Work to do: Reproduce the records verbatim, starting at the line with "the man's face." up to and including the line with "47), (64, 46)]", and nothing else.

━━━━━━━━━━━━━━━━━━━━

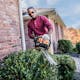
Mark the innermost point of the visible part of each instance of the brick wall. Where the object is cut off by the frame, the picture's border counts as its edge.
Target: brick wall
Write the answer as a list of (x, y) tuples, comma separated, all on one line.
[(9, 27)]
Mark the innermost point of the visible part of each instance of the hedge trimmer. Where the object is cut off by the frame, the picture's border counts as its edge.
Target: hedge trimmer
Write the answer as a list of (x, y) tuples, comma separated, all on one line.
[(43, 43)]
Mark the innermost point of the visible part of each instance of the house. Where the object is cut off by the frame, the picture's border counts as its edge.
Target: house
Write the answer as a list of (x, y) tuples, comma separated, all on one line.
[(13, 32), (58, 26), (10, 32)]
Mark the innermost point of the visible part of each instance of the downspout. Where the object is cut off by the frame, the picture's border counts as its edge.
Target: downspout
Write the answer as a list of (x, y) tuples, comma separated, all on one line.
[(22, 27)]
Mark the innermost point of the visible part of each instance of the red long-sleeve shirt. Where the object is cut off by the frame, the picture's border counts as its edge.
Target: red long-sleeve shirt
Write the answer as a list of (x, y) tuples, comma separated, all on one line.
[(41, 25)]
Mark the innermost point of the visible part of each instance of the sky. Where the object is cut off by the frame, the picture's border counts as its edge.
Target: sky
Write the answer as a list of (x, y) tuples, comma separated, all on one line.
[(68, 10)]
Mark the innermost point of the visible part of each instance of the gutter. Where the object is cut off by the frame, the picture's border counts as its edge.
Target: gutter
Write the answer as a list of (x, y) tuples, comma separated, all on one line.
[(23, 42)]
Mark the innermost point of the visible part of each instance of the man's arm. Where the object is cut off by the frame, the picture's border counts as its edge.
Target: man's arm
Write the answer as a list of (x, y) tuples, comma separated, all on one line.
[(30, 33), (47, 24)]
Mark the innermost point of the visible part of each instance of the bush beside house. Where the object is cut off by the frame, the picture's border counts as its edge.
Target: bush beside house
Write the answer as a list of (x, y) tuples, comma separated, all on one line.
[(32, 65), (78, 47), (65, 46)]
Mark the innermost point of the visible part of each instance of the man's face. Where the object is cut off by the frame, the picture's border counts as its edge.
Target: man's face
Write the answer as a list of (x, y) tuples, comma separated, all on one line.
[(32, 13)]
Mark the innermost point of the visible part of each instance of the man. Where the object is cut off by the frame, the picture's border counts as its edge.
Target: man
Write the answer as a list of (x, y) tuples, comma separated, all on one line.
[(38, 25)]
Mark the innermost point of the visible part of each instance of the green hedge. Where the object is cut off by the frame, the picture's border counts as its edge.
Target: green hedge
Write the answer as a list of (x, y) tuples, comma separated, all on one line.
[(32, 65), (78, 47), (66, 67), (65, 46)]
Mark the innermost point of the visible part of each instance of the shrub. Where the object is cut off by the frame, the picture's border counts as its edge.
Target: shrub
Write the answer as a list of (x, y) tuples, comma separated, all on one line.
[(74, 50), (29, 65), (32, 65), (66, 67), (78, 47), (64, 46)]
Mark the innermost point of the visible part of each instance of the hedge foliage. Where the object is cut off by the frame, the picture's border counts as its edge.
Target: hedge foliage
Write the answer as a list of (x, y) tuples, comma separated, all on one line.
[(32, 65), (65, 46), (78, 47)]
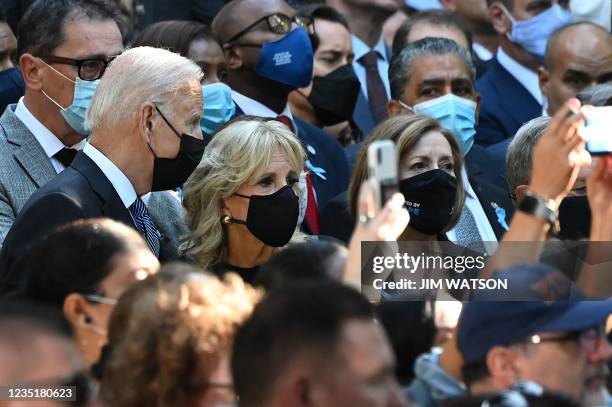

━━━━━━━━━━━━━━━━━━━━

Complete answer:
Mark the innermost point of the visible part of each instance of the man's face. Where the object is cut off by the frame, the picture's border counts as its edge.
Target: man's face
Write the answer as a list of (x, y) tuples, comma separated, all on one line.
[(32, 13)]
Mark the innermost point of the visible part of each instance of the man. Where the object is cut off by the frame, the picture's border counts as its edge.
Target: man
Write the answer as a list of (x, y) tuples, comma separated, all on one line.
[(38, 25)]
Mark the innermost point of the visible part of each instance of the green hedge. Where the object is cut off by the frame, the picture's border counts as its edge.
Target: green hedge
Write the answer as a list of (x, y) tuples, comma separated, all on one line.
[(32, 65), (78, 47), (66, 67), (65, 46)]
Mark the innermost point of the visible part of each instance of the shrub. Where the object is cut off by the frame, the picture's border counts as its edge.
Target: shrub
Write the answer as a list of (x, y) tuples, comma separated, all on one line.
[(74, 50), (29, 65), (32, 65), (66, 67), (78, 47), (64, 46)]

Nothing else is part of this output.